▶ Kutipan Dokumen:

==*==

PT Freeport Indonesia
Ada pernyataan kuat bahwa telah terjadi distori etika dan pelanggaran kemanusiaan yang hebat di Papua. Martabat manusia yang seharusnya dijunjung tinggi, peradaban dan kebudayaan sampai mata rantai penghidupan jelas dilanggar. Itu adalah fakta keteledoran pemerintah yang sangat berat karena selama ini bersikap underestimate kepada rakyat Papua. Gagasan yang menyatakan mendapatkan kesejahteraan dengan intensifikasi nyatanya gagal.
Ironisnya, dua kali pekerja Freeport
melakukan aksi mogok kerja sejak Juli untuk menuntut hak normatifnya soal
diskriminasi gaji, namun dua kali pula harus beradu otot. Keuntungan ekonomi
yang dibayangkan tidak seperti yang dijanjikan, sebaliknya kondisi lingkungan
dan masyarakat di sekitar lokasi pertambangan terus memburuk dan menuai protes
akibat berbagai pelanggaran hukum dan HAM.

==*==

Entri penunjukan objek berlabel
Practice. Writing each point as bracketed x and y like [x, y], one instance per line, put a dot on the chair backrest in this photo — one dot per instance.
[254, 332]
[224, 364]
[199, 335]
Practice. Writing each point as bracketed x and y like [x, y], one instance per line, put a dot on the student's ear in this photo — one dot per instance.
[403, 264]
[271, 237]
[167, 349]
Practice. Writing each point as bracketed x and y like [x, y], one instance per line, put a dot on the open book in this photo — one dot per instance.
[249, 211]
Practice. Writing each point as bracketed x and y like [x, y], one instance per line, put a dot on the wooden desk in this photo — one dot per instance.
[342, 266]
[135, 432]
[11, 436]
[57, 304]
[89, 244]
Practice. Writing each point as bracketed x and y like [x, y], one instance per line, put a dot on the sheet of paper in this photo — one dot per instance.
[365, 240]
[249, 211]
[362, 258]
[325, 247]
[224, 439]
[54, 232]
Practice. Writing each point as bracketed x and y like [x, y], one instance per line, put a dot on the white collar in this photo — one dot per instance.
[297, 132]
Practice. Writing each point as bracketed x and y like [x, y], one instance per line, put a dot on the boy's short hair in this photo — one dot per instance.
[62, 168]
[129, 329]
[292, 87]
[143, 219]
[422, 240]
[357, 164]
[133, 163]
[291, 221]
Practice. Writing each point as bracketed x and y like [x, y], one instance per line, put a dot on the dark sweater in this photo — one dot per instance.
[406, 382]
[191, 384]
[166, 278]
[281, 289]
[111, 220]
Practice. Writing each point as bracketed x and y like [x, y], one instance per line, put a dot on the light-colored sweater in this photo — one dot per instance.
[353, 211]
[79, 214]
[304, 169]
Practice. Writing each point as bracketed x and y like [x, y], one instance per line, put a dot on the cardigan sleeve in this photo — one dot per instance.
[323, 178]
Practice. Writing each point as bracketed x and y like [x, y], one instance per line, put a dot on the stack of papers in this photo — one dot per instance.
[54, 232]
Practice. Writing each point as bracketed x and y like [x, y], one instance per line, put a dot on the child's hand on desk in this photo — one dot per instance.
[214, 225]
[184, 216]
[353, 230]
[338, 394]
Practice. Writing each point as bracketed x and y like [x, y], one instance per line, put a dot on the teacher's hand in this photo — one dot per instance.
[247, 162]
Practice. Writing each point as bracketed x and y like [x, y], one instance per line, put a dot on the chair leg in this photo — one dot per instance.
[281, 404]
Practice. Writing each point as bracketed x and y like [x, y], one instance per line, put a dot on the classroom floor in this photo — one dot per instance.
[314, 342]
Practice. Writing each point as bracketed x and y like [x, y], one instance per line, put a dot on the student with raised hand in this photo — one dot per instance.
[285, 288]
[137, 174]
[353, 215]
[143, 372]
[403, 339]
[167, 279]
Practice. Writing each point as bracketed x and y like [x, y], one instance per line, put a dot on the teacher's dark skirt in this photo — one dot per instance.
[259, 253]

==*==

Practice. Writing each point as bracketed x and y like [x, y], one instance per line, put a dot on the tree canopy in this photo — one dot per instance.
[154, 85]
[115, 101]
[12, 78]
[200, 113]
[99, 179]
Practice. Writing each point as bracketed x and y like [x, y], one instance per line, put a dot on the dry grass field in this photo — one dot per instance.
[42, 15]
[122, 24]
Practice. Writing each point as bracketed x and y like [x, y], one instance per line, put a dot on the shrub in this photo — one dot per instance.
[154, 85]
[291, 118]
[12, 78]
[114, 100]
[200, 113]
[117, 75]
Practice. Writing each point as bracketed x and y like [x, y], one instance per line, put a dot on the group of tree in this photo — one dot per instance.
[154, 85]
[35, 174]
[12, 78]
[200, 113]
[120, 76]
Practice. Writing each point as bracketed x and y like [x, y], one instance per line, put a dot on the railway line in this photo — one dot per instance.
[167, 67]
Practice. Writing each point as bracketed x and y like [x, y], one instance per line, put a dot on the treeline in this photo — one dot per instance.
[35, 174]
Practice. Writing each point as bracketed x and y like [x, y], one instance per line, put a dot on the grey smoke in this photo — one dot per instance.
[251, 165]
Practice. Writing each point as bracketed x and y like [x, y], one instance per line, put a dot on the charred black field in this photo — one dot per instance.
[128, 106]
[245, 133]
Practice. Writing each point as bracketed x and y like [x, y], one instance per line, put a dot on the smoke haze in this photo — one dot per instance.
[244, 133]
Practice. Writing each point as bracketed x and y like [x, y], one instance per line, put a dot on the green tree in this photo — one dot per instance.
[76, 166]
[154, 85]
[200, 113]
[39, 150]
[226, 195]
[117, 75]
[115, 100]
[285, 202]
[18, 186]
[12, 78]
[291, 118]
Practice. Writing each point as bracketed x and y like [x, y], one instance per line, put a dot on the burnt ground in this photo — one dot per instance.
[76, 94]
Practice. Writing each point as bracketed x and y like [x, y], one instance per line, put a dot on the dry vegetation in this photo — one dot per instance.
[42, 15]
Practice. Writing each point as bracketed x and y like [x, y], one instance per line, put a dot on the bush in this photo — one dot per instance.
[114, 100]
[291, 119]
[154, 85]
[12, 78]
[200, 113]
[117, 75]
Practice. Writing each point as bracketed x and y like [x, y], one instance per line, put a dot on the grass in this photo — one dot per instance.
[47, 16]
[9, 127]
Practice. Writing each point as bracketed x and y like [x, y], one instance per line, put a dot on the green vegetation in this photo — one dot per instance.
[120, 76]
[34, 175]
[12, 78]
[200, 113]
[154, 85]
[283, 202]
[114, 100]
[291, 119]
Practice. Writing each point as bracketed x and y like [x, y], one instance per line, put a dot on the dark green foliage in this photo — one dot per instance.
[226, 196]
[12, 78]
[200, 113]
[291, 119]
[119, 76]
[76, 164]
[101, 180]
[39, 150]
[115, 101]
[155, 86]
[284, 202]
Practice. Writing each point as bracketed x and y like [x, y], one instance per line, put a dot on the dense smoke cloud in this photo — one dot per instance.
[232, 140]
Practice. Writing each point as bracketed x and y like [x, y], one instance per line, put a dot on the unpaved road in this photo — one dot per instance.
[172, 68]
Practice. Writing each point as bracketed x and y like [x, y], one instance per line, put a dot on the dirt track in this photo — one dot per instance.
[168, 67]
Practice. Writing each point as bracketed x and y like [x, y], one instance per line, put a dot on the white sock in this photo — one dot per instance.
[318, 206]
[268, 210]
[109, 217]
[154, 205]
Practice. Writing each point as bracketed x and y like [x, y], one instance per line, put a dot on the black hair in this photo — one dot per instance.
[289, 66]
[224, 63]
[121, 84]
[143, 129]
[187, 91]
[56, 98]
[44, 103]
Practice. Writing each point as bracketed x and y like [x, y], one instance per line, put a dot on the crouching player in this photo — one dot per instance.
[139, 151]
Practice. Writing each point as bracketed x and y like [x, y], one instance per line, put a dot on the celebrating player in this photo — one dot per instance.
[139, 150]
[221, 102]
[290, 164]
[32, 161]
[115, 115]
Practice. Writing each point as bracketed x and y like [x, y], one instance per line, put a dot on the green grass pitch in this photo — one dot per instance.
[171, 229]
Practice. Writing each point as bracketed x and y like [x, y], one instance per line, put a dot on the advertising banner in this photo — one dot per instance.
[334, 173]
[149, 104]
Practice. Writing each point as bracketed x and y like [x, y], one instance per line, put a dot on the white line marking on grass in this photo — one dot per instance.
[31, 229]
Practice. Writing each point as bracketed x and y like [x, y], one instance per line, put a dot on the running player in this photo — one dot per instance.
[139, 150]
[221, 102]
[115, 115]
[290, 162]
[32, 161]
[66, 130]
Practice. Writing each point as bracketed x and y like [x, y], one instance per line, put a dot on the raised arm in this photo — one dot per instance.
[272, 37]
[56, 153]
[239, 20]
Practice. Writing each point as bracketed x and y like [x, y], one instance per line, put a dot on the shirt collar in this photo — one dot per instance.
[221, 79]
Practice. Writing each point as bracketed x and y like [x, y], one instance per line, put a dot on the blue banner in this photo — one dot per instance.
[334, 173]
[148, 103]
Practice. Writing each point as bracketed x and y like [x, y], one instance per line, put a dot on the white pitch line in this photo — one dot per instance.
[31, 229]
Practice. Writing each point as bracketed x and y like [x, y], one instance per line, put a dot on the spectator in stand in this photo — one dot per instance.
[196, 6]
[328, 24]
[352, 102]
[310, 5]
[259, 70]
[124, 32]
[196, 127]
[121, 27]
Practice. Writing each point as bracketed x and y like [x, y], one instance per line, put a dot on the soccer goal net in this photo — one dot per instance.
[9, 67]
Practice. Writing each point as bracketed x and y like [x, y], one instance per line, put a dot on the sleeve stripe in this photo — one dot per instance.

==*==

▶ Petunjuk 1:
Ubah baris-baris daftar di antara baris yang memuat "on the soccer" dan baris yang memuat "on the sleeve", inklusif, menjadi tabel Markdown dengan kolom Nomor dan Baris. Lewati baris kosong.
▶ Petunjuk 2:
Teruskan teks tentang PT Freeport Indonesia, mulai setelah kalimat terakhirnya.

▶ Hasil Latihan 1:
| Nomor | Baris |
|---|---|
| 1 | Practice. Writing each point as bracketed x and y like [x, y], one instance per line, put a dot on the soccer goal net in this photo — one dot per instance. |
| 2 | [9, 67] |
| 3 | Practice. Writing each point as bracketed x and y like [x, y], one instance per line, put a dot on the sleeve stripe in this photo — one dot per instance. |

▶ Hasil Latihan 2:
·
Analisis Permasalahan
PT Freeport Indonesia merupakan jenis
perusahaan multinasional (MNC), yaitu perusahaan internasional atau
transnasional yang berpusat di satu negara tetapi cabang ada di berbagai negara
maju dan berkembang. Mogoknya hampir seluruh pekerja PT Freeport Indonesia
disebabkan karena perbedaan indeks standar gaji yang diterapkan oleh manajemen
pada operasional Freeport diseluruh dunia. Pekerja Freeport di Indonesia
diketahui mendapatkan gaji lebih rendah dari pada pekerja Freeport di negara
lain untuk level jabatan yang sama. Gaji sekarang perjam USD 1.5-USD 3.
Padahal, dibandingkan gaji di negara lain mencapai USD 15-USD 35 perjam. Sejauh
ini, perundingannya masih menemui jalan buntu. Manajemen Freeport bersikeras
menolak tuntutan pekerja, entah apa dasar pertimbangannya.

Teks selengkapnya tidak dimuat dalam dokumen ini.